--- PASSAGE SHOWN ---
......

Mine did it for about the first 8000 miles. It took the fun away from riding the Low Rider. Then I replaced the front pads with the ebc hh sintered. At the same time I stoned the faying surfaces between disc and hub then torqued the disc bolts. I'm now at 15000 miles, no more French horn coming to a stop.
This is interesting, Toz. Do you mean that you removed the disc, honed the points where the disc meets the hub, reinstalled and that cured the problem? If so, it sounds like a simple enough thing to try.
I got the "brake dust" story last week at my 1k inspection and service--total BS. Every time Harley has a problem with their bikes, they develop a story for the dealers' service departments to put out. This problem and too many other ones are typical for a company taken over and run by MBAs, corporate accountants and finance people, and, of course, the lawyers. The US is in one of its longest running economic expansion, and people who are prime motorcycle buyers should be rushing to dealers. The are not. HD isn't meeting sales expectations, and the reason is that word is getting around about too many problems and the attitude at the large corporate dealerships that HD is encouraging.
Last edited by Las Vegas Jim; Sep 3, 2019 at 06:03 PM.
This is interesting, Toz. Do you mean that you removed the disc, honed the points where the disc meets the hub, reinstalled and that cured the problem? If so, it sounds like a simple enough thing to try.

......

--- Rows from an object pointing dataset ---
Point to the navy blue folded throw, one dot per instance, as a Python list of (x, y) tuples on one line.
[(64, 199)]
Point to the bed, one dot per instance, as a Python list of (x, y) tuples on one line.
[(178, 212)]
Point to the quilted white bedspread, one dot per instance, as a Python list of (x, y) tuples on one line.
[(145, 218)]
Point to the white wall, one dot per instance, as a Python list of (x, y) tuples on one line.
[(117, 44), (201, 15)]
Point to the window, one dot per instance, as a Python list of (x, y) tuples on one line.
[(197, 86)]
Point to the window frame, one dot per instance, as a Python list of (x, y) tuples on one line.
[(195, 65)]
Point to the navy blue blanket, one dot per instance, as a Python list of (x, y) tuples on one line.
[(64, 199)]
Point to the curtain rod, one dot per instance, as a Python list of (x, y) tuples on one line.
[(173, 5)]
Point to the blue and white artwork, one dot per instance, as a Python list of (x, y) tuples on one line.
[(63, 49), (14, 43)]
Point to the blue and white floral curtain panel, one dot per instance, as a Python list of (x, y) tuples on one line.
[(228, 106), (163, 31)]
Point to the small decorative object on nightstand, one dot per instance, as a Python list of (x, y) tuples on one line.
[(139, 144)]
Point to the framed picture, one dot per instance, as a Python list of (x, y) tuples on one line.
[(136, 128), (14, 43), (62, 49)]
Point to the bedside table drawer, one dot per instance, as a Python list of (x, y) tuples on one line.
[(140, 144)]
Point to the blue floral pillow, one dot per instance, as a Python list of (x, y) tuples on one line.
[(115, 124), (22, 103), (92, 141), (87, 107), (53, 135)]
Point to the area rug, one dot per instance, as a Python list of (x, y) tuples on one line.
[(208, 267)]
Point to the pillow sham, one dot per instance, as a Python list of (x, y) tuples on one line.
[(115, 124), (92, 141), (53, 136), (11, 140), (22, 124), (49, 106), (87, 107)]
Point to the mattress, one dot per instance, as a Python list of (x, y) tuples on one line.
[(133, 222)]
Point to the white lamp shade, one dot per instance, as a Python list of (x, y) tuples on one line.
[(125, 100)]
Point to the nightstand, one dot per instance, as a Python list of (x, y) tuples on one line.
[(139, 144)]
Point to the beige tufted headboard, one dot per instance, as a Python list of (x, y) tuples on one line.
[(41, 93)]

......

--- TASK INSTRUCTIONS ---
**a)** In the forum thread, which front brake pads did the first poster switch to?
**b)** Pull out the part of the forum thread between "Mine did it" and "coming to a stop.", inclusive.
You won't need the lines.

--- LIST OF SOLUTIONS ---
**a)** The ebc hh sintered pads.

**b)**
Mine did it for about the first 8000 miles. It took the fun away from riding the Low Rider. Then I replaced the front pads with the ebc hh sintered. At the same time I stoned the faying surfaces between disc and hub then torqued the disc bolts. I'm now at 15000 miles, no more French horn coming to a stop.